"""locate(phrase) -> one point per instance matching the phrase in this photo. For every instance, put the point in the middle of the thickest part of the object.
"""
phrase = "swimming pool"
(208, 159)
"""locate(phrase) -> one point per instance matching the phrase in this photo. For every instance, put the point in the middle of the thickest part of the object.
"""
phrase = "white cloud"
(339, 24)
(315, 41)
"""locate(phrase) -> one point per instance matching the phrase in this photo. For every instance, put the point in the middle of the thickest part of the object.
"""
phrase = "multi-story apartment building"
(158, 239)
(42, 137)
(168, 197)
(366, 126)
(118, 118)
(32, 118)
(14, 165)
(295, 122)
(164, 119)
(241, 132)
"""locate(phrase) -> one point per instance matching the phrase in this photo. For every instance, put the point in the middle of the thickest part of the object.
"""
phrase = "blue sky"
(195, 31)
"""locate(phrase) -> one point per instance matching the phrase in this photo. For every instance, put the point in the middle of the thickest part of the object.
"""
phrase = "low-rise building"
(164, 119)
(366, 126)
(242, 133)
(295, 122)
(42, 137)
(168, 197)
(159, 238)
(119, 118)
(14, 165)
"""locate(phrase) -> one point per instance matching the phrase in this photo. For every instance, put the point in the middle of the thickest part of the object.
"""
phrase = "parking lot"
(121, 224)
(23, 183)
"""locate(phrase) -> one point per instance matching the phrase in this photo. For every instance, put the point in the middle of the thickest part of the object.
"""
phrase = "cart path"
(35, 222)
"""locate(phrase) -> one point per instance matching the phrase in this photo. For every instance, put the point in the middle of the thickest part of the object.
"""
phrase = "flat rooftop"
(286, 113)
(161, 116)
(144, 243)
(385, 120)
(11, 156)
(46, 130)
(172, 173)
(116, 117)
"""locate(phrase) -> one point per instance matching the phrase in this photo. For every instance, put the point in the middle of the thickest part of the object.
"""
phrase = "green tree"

- TASK -
Find every line above that contains the word "building", and copy each one in full. Case matters.

- SOLUTION FOR THIS PROBLEM -
phrase = "multi-story apartment building"
phrase = "low-rise building"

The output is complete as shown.